Supplied data:
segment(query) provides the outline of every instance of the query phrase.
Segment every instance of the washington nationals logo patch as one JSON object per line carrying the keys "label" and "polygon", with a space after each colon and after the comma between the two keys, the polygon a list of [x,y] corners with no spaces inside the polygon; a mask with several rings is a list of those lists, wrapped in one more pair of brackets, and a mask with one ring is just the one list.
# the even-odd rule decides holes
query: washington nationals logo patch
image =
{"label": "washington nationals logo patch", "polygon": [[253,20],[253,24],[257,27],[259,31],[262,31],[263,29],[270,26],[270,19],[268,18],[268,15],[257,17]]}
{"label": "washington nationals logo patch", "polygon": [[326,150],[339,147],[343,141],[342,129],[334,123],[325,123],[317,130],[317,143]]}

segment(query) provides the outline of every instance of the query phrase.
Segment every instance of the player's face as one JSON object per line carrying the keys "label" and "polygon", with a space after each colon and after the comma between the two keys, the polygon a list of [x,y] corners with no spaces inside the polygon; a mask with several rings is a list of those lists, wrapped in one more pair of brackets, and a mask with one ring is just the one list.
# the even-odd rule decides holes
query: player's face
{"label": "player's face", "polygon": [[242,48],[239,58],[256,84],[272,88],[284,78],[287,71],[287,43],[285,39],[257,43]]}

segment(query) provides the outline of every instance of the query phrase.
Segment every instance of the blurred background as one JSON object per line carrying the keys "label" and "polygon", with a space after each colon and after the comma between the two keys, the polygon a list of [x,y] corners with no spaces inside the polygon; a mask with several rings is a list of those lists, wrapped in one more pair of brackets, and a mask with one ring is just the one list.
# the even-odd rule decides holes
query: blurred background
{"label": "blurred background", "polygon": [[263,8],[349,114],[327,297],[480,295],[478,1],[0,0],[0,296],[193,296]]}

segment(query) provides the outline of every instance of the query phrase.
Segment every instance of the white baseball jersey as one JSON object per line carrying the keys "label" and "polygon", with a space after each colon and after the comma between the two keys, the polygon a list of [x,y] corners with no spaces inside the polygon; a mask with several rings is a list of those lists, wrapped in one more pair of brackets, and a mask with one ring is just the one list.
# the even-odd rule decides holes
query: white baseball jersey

Aim of the exercise: From the listing above, extract every line exactly as it stands.

Task solution:
segment(query) provides the outline of every instance of the query phrase.
Segment every instance of the washington nationals logo patch as one JSON object per line carrying the keys "label" and "polygon", with a space after each colon and after the comma between the two keys, the polygon a list of [x,y] corners with no spaces inside the polygon; a mask with several rings is a list of those lists, wrapped in one more pair of brackets, and a mask with one ring is just the one list.
# the even-odd rule decides holes
query: washington nationals logo patch
image =
{"label": "washington nationals logo patch", "polygon": [[253,20],[253,24],[257,27],[259,31],[262,31],[263,29],[270,26],[270,19],[268,18],[268,15],[257,17]]}
{"label": "washington nationals logo patch", "polygon": [[326,150],[339,147],[343,141],[342,129],[334,123],[325,123],[317,130],[317,143]]}

segment(query) provides the outline of every instance of the query phrase.
Segment every instance of the player's face as one JSON object per line carrying the keys "label" and "polygon", with a space after each colon and after the comma between the two keys, the polygon a list of [x,y] corners with no spaces inside the polygon; a mask with several rings is a list of those lists, wrapped in one more pair of brackets, and a mask with one ring is just the one list.
# the even-odd rule decides holes
query: player's face
{"label": "player's face", "polygon": [[242,48],[239,58],[256,84],[272,88],[284,78],[287,71],[287,43],[285,39],[257,43]]}

segment(query) provides the outline of every instance of the query phrase.
Segment every instance of the blurred background as one JSON object per line carrying the keys "label" and "polygon", with a space after each colon and after the comma between the two keys, the polygon a list of [x,y] corners with no spaces inside the polygon; a mask with several rings is a list of those lists, wrapped in one more pair of brackets, and a mask with one ring is just the one list.
# the even-odd rule decides holes
query: blurred background
{"label": "blurred background", "polygon": [[263,8],[349,114],[327,297],[480,295],[478,1],[0,0],[0,296],[193,296]]}

segment(query) provides the outline of every instance of the query phrase.
Segment every instance of the white baseball jersey as one JSON object per line carrying the keys "label" and "polygon", with a space after each colon and after the comma between the two keys, the polygon a list of [x,y] corners with no spaces inside the polygon; a mask with several rings is a list of those lists, wrapped in one more pair of brackets, and a mask with one ring is just the one list.
# the even-odd rule decides holes
query: white baseball jersey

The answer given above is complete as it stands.